Your objective:
When you retype the data, keep every line exactly as it appears.

Records to use:
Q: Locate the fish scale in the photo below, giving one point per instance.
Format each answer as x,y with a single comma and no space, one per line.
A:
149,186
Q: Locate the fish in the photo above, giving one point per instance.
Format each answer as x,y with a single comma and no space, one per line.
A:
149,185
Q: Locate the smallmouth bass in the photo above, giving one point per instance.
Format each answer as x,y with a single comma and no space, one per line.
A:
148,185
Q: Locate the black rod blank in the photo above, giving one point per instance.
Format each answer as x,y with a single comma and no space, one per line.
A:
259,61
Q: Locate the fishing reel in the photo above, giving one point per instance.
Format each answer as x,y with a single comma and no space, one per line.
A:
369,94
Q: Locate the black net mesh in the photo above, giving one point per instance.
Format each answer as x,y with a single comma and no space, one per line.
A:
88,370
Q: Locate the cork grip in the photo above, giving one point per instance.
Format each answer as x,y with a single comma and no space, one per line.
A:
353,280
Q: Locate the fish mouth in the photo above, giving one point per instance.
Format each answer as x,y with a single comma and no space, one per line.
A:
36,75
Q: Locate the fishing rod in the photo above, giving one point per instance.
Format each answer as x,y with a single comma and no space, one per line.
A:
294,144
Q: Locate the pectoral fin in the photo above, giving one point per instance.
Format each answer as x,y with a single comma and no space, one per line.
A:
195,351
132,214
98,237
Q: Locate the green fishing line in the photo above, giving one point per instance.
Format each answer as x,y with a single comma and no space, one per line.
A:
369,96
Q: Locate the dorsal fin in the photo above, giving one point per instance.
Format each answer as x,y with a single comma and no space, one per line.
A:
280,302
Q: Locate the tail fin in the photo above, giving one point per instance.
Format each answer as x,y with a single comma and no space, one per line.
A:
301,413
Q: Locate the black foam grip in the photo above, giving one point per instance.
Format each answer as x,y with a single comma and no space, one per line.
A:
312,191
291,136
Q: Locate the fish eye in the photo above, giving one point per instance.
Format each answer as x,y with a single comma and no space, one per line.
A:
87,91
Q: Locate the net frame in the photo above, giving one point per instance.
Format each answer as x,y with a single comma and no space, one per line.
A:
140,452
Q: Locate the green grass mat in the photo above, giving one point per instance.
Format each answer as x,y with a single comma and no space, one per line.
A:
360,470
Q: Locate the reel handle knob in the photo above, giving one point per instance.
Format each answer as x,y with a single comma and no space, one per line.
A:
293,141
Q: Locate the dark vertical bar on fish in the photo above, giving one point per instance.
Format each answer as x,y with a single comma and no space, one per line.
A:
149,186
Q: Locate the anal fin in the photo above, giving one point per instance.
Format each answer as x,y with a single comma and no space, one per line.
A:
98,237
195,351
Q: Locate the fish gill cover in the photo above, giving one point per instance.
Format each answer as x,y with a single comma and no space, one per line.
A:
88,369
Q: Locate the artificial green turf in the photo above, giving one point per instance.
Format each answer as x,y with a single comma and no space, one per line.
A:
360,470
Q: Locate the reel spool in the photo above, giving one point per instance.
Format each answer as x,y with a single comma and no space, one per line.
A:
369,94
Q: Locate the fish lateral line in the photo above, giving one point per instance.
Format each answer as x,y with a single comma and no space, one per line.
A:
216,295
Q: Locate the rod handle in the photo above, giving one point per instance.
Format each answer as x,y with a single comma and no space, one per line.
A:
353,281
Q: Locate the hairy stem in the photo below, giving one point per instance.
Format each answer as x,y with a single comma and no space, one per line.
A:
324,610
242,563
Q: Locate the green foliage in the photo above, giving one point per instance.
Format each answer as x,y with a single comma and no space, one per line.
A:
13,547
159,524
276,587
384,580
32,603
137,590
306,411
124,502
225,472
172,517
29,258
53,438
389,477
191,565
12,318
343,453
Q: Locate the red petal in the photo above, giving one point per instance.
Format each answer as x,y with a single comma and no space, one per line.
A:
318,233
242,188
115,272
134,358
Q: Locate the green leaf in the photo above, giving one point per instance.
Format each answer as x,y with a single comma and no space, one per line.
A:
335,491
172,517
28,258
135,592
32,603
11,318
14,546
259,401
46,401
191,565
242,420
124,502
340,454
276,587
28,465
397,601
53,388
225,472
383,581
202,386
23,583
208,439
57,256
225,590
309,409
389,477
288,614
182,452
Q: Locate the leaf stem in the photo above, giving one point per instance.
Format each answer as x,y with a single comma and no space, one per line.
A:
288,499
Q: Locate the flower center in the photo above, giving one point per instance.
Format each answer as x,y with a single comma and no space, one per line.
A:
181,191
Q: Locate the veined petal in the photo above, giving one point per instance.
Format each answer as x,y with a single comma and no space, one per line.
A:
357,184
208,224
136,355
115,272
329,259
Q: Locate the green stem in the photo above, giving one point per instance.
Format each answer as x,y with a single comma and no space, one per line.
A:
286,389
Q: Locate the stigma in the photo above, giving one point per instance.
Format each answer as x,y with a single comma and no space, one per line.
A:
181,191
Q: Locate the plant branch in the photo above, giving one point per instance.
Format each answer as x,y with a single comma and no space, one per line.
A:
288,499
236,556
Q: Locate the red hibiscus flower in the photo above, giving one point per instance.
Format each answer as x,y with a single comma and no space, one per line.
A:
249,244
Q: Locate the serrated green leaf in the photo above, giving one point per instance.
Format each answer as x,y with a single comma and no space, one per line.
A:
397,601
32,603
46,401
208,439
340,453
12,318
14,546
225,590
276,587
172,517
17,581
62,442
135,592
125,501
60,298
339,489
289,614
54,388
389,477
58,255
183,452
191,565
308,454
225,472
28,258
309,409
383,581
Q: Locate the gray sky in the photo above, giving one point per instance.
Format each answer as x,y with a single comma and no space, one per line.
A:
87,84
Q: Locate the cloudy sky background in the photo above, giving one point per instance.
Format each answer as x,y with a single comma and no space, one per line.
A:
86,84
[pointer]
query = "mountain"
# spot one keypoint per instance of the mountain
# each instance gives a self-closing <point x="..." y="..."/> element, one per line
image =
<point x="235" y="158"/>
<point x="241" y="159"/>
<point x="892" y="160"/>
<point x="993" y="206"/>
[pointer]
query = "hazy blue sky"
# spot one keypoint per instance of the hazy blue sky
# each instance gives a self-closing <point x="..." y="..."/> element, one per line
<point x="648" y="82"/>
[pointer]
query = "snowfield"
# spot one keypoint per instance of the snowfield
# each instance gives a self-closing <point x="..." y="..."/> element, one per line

Solution for this problem:
Q: Locate the fish scale in the photo below, giving one point per instance.
Format each answer as x,y with a single comma and no space, one per line.
A:
149,186
Q: Locate the fish in the photo above, giving one point per instance.
Format each answer as x,y with a single comma and no space, one per line.
A:
149,185
Q: Locate the smallmouth bass in the photo above, giving one point per instance.
Format each answer as x,y with a single comma and no space, one per line.
A:
148,185
Q: Locate the black rod blank in the photo above, giving one point per instance.
Format each answer as x,y with a single comma and no space, one per line.
A:
259,61
Q: Locate the fishing reel in the photo above, giving one point per instance.
Format each answer as x,y with a single comma and no space, one per line.
A:
369,94
Q: Locate the black net mesh in the photo above, giving one point per instance.
Format each answer as x,y with a single comma and no space, one per line.
A:
88,370
Q: Locate the cork grip in the photo above, giving one point per instance.
Format each answer as x,y with a single comma and no space, one per line.
A:
353,280
Q: Locate the fish mouth in the photo above, giving one point per instance.
Format each answer as x,y with a single comma and no space, one per line.
A:
36,75
Q: Locate the fishing rod in the photo above, giving one point per instance.
Format each answer as x,y with a single comma and no space, one per line.
A:
294,144
Q: Locate the pectoral fin in the photo above, giving one point per instance.
Format each answer as x,y with a single comma and no space, one per line.
A:
195,351
132,214
98,237
Q: Locate the green fishing line in the photo above, giving one point per instance.
Format each answer as x,y with a single comma and no space, one per line.
A:
369,96
Q: Locate the dorsal fin in the photo above, giving one point per instance.
Format each answer as x,y with a single comma and no space, one per line.
A:
280,302
Q: Locate the tail fin in the photo above, giving one point per instance.
Format each answer as x,y with a single comma and no space, one per line.
A:
301,413
Q: Locate the black foam grip in the photo above, giving one point per instance.
Format each answer as x,y with a single comma and no space, one per line.
A:
312,191
291,136
Q: Locate the fish eye in the photo above, giving one point per instance.
Format each answer as x,y with a single comma and no space, one per line.
A:
87,91
Q: Locate the net frame in the photo above, giving one point per instance.
Format each answer as x,y with a single comma and no space, one per line.
A:
140,452
Q: Locate the green grass mat in the photo above, giving one point per instance.
Format each answer as x,y with a single comma and no space, one per line.
A:
360,470
Q: Locate the reel handle knob in the photo above, giving one point per instance.
Format each answer as x,y with a single comma and no space, one per line.
A:
293,141
Q: Locate the dark vertical bar on fish in the photo above, giving one point per instance.
Format each answer as x,y with a single comma and no space, one per line.
A:
149,186
Q: Locate the anal fin in the photo above, giving one point per instance.
Format each answer as x,y with a single comma and no space, one per line.
A:
98,237
195,351
Q: Locate the fish gill cover in the photo above, giving one point per instance.
Format each answer as x,y with a single comma and no space, one per line.
A:
88,369
Q: Locate the artificial green turf in the photo above, giving one point per instance.
Format each answer as x,y with a single comma and no space, one per line.
A:
360,470
Q: Locate the reel spool in the photo above, giving one point per instance.
Format each answer as x,y with a single comma and no space, one per line.
A:
369,94
Q: Locate the fish lateral line in the photo above, giving one point per instance.
Format each answer as x,y with a single comma and no space, one per line.
A:
216,295
Q: Locate the rod handle in the photo above, giving one point per instance.
Format each answer as x,y with a single comma and no space, one per line.
A:
353,281
Q: Locate the hairy stem in the photo below, giving one point per instance.
Format each answer as x,y with a single comma and no space, one per line.
A:
324,610
242,563
Q: Locate the green foliage in the photo above, giving one point per instance.
Format each answer as x,y with a single comma and no space, one per line.
A:
13,547
159,524
276,587
384,580
32,603
137,590
306,411
124,502
225,472
172,517
29,258
53,438
389,477
191,565
12,318
343,453
Q: Locate the red petal in the photo above, giving one point per instance.
Format each answer as x,y with a single comma and no space, one per line.
A:
318,233
242,188
115,272
134,358
Q: Locate the green leaf in the photo above, giving one point per instance.
Format each answer as x,y with a single comma and no space, one per line.
A:
335,491
172,517
28,258
135,592
32,603
11,318
14,546
259,401
46,401
191,565
242,420
124,502
340,454
276,587
28,465
397,601
53,388
225,472
383,581
202,386
23,583
208,439
57,256
225,590
309,409
389,477
288,614
182,452
Q: Locate the leaf stem in the photo above, giving one point per instance.
Format each answer as x,y with a single comma and no space, one per line.
A:
288,499
Q: Locate the flower center in the photo above, giving one point per instance.
Format each answer as x,y with a single comma and no space, one per line.
A:
181,191
Q: Locate the veined petal in the photo above, giving one point per instance.
Format each answer as x,y with a single comma and no space, one per line.
A:
357,184
208,224
136,355
115,272
329,259
Q: Locate the green stem in the photo above, giving one point per instance.
Format each answer as x,y with a single comma and no space, one per line.
A:
286,389
Q: Locate the stigma in the photo above, giving one point per instance.
Format each answer as x,y with a single comma and no space, one per line.
A:
181,191
Q: Locate the plant branch in the photo above, giving one point per instance.
Format each answer as x,y with a single comma and no space, one per line.
A:
288,499
236,556
Q: Locate the red hibiscus flower in the photo above, giving one point per instance.
Format each answer as x,y with a single comma and no space, one per line.
A:
249,244
Q: Locate the serrated green leaf in the photo above, giving one point per instance.
Format each answer as x,y with a single comma and no space, one per line.
A:
397,601
32,603
46,401
208,439
340,453
12,318
14,546
225,590
276,587
172,517
17,581
62,442
135,592
125,501
60,298
339,489
289,614
54,388
389,477
58,255
183,452
191,565
308,454
225,472
28,258
309,409
383,581
Q: Locate the gray sky in the photo above, giving one point per instance.
Format each answer as x,y with a single comma and no space, one per line.
A:
87,84
Q: Locate the cloudy sky background in the photo above, giving one point per instance.
Format each answer as x,y with a single comma and no space, one per line.
A:
86,84
[pointer]
query = "mountain"
# spot one keypoint per instance of the mountain
# each instance gives a self-closing <point x="..." y="..."/> element, one per line
image =
<point x="235" y="158"/>
<point x="241" y="159"/>
<point x="892" y="160"/>
<point x="993" y="206"/>
[pointer]
query = "hazy blue sky"
# spot one keypoint per instance of the hazy blue sky
# each instance gives a self-closing <point x="..." y="..."/> element, one per line
<point x="648" y="82"/>
[pointer]
query = "snowfield"
# spot one keypoint per instance of the snowfield
# each instance gives a self-closing <point x="..." y="..."/> element, one per line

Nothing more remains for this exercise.